**WHAT IS EXPECTED:** Copy every entry below exactly as it appears, leaving out the images.

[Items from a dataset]
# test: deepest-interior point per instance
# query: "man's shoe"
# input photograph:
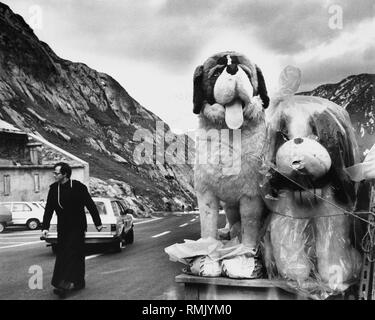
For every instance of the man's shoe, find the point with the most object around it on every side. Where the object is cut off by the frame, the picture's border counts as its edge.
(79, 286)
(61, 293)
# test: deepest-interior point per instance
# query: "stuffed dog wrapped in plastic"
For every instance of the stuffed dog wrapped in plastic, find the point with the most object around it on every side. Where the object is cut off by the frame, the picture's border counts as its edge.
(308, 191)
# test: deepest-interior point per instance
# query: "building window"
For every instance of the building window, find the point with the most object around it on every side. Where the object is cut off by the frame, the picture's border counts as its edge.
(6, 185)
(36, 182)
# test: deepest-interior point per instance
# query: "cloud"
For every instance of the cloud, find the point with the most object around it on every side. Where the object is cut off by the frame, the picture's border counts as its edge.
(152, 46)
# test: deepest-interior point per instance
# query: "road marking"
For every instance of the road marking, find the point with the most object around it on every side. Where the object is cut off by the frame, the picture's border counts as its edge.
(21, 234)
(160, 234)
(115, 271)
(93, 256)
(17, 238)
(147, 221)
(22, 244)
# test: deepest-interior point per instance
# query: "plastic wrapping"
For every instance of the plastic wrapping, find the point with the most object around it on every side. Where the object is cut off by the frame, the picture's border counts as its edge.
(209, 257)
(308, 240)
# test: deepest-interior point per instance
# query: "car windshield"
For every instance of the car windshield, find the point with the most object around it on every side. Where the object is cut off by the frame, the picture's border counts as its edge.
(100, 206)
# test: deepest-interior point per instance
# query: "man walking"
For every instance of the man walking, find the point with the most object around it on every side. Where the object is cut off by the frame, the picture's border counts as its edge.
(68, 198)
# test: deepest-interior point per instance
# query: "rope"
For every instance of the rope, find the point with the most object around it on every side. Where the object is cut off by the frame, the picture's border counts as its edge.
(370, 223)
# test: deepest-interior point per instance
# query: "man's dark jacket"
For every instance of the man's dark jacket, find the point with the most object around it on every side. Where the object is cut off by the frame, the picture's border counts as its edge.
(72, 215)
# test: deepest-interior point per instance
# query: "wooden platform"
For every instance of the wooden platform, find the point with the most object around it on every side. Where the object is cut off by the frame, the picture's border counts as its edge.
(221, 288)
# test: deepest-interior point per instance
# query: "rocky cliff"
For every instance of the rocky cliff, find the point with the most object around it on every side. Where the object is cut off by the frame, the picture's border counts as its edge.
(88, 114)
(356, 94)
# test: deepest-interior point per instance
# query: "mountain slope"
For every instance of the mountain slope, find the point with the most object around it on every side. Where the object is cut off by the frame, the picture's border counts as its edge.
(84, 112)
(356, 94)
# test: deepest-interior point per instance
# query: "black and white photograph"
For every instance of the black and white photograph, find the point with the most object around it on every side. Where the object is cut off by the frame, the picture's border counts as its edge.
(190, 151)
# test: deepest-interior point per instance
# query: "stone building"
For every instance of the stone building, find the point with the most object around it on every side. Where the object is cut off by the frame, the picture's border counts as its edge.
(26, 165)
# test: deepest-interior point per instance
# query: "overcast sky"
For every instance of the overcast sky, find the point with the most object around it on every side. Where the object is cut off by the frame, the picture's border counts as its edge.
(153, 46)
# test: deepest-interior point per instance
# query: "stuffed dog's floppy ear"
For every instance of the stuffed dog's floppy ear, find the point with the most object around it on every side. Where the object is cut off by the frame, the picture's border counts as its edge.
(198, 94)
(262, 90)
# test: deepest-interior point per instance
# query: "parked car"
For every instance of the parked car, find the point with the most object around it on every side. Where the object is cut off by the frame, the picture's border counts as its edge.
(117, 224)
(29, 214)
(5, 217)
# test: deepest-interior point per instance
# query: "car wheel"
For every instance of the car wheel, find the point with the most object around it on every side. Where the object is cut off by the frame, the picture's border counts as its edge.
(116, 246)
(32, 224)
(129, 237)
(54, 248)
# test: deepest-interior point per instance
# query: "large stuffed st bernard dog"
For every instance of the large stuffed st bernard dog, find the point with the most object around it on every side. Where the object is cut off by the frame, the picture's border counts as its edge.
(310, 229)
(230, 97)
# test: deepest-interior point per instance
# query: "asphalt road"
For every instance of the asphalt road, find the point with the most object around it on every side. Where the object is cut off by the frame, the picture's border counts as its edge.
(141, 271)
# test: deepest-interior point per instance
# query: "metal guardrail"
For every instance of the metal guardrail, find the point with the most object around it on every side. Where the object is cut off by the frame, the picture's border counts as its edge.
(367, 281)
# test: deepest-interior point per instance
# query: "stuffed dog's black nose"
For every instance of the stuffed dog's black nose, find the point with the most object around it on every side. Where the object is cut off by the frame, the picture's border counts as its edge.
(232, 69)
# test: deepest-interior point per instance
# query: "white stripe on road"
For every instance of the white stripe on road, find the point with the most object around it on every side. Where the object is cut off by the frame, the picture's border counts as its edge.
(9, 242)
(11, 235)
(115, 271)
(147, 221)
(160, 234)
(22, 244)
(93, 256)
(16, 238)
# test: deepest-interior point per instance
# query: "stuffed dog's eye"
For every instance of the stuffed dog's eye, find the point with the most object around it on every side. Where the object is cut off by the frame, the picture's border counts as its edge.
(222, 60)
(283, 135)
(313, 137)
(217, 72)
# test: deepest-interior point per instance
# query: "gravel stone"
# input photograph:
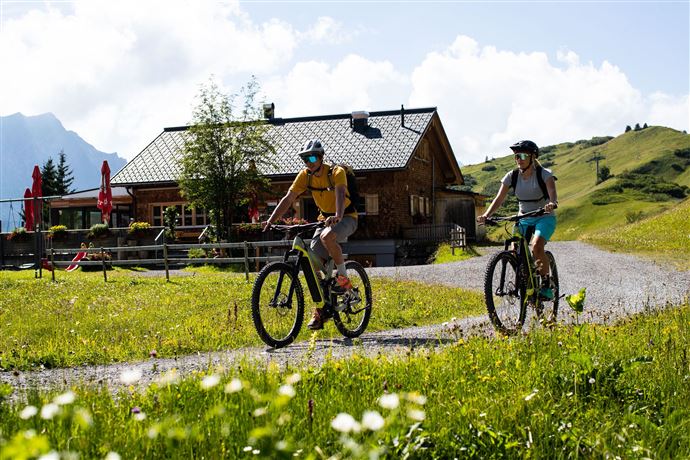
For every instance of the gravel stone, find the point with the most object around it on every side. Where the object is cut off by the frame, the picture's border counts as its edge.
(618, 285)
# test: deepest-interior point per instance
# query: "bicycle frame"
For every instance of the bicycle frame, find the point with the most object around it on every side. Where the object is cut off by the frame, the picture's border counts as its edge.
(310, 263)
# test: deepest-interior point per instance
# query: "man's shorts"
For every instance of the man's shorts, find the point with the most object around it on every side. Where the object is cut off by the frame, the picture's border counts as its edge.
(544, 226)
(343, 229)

**SOLUTION TO THIS EXERCISE:**
# test: deepest-interior point per instance
# query: "man's shoe"
# input photograph:
For every instance of the man's shoe, find the point with the most object around it on every side. Where the object is cut off by the frame, the picture's border counts as its edge.
(79, 286)
(61, 293)
# test: deepest-interior point per instance
# query: "stuffed dog wrapped in plastic"
For every instance of the stuffed dog wrapped in plastic, find the point with the most object around it on every side. Where the object is cut off by the frame, the picture's border counts as its edge.
(308, 191)
# test: deepest-interior point per instance
# query: "building window"
For every instance of the building window, find the point with the most object around it on every side. Where the object is cut off by the frame, the picture's border counts as its edge.
(6, 185)
(36, 182)
# test: deepest-interior point per instance
# query: "cloud"
For every instance of the cloud, find the point with the most object around it on every side. Where the object is cut off by the frame, the picture's border counts as its edge.
(152, 46)
# test: deepest-interior point per instance
# query: "road marking"
For every instance of the road marking, find the point with the most object around it on every side. Where the object is cut off by the frame, the picture's border counts as its edge.
(21, 234)
(160, 234)
(115, 271)
(93, 256)
(17, 238)
(147, 221)
(22, 244)
# test: deepest-interior point per instance
# query: "plastic wrapping"
For every instance of the plastic wrapping, find the point with the most object around it on every side. Where the object is cut off by the frame, the picture's border counts as its edge.
(209, 257)
(308, 240)
# test: deepest-interior point per instance
# query: "car windshield"
For every instance of the car windshield, find the point with the most object around it on every side. Where the object is cut off by the frame, the picture's border counts as its edge.
(100, 206)
# test: deepest-interior point per instance
# query: "man walking"
For every instance of the man walking, find the point with the most object around it on every side. Where the object is cut off by the frame, the picture's border counts as its edge.
(68, 198)
# test: deepest-interior point per instance
# query: "rope"
For every instance of the rope, find the point with the most object around it on every side. Where the object is cut off by the frame, the picture's border counts as its edge.
(370, 223)
# test: deepest-interior point per instance
# query: "man's dark jacket"
For every instance of the man's dark jacket, find the point with the most object around it on every side. Where the object is cut off by the frame, the picture's border counts as its edge.
(72, 215)
# test: deepest-interior point per instance
# query: "wooden platform"
For every instance of the wooden platform, find the point with the most object around it on every side. Where the object is cut off by the frame, the picture's border counts as its edge.
(221, 288)
# test: deepest-interior point per instance
# query: "rocky cliff"
For every instance of the rocky cliff, find the point with the most object around it on every side. Where the object is cut off by the frame, the picture's border counts as its edge.
(88, 114)
(356, 94)
# test: deepest-interior point per instance
# query: "mountain slope"
For every instance of the mountain slope, find the point with the most object around it on every side. Where the object is cut off by the frame, the picture's border counts as its edge.
(84, 112)
(356, 94)
# test: deepest-interior point per instance
# query: "black and white photograph"
For every instance of the black and white photograph, find the point with the most object around it on every side. Where the object is cut off by the frame, the picture's border counts as its edge.
(190, 151)
# test: deepest-interior point per instance
# query: "stone building"
For every instance of the stone building, find the point with the most object around it on every side. Where the object is cut off by the frame, the picture's border counts as its edge.
(26, 165)
# test: deepest-interior point per instance
# query: "overcast sky"
For every instance of the overcast sky, find the point with the most object around it on every side. Where the object is cut off by the frame, the picture's border counts as its edge.
(153, 46)
# test: deepest-interior point per instance
# query: "stuffed dog's floppy ear"
For every instance of the stuffed dog's floppy ear, find the point with the most object around it on every side. Where the object is cut off by the frame, the picture's border counts as its edge.
(198, 94)
(262, 90)
# test: deepest-interior point per instance
# query: "parked car"
For every instance of the parked car, find the point with the most object around it on every side. Where the object is cut off by the frame, the picture's border counts as its edge.
(117, 224)
(29, 214)
(5, 217)
# test: deepest-interior point per instance
# query: "car wheel"
For every instance of the car wheel, find the point with the most object around it on every side. Where the object is cut off by the frame, the picture's border counts as its edge.
(116, 246)
(32, 224)
(129, 237)
(54, 248)
# test: deepest-interior point per instance
# query: "large stuffed st bernard dog"
For every instance of the large stuffed st bernard dog, find the point with the most object around it on every side. Where the object is cut off by the frame, the picture's border counts as its edge.
(310, 229)
(230, 97)
# test: deepest-interior point per instance
# query: "asphalt road"
For every instance of the asphalt road, find the point with the most object around it on every side. Where the object is cut off by the frame, the picture's border counts as its edge.
(141, 271)
# test: deepest-interior point per instance
# query: "metal guardrail"
For every instance of the metal guardrail, find the point with the most object around it on every side. Where the object is cut off by the frame, the picture's border counts as its edge.
(367, 281)
# test: deepest-interior point per instance
# query: "stuffed dog's black nose"
For every instance of the stuffed dog's black nose, find the point with the most object around it on every side. Where the object is cut off by the frame, the picture's border counts as its edge.
(232, 69)
# test: deepest-interior point per instance
# query: "white stripe on road"
For every instance of the white stripe on road, find the point with the most object around it on every side. Where the object is cut off by the frame, the picture's border counts as its edge.
(9, 242)
(11, 235)
(115, 271)
(147, 221)
(160, 234)
(22, 244)
(93, 256)
(16, 238)
# test: deepest-interior point per instance
# query: "stuffed dog's eye"
For every instance of the stuffed dog's eye, find the point with the most object around it on every side. Where the object is cut off by the frame, the picture's border counts as its edge.
(222, 60)
(283, 135)
(313, 137)
(217, 72)
# test: deepest-interior point per instance
# query: "gravel stone"
# input photograph:
For every instance of the gravel stone, find the point with the most object around it on every side. Where the object is cut off by the frame, the picture's border counts as its edge.
(618, 285)
# test: deepest-interior point per instance
# query: "bicycle frame"
For every instance of the bicycle frame, find the point with the most object around it on every side. Where the object is cut off by the frame, the picture's border counts as its edge.
(310, 263)
# test: deepest-interior point per instance
# query: "man's shorts"
For every instance of the man's shorts, find the point with the most object around it on every side. Where the object is cut off by the frame, the picture's border counts as its edge.
(544, 226)
(343, 229)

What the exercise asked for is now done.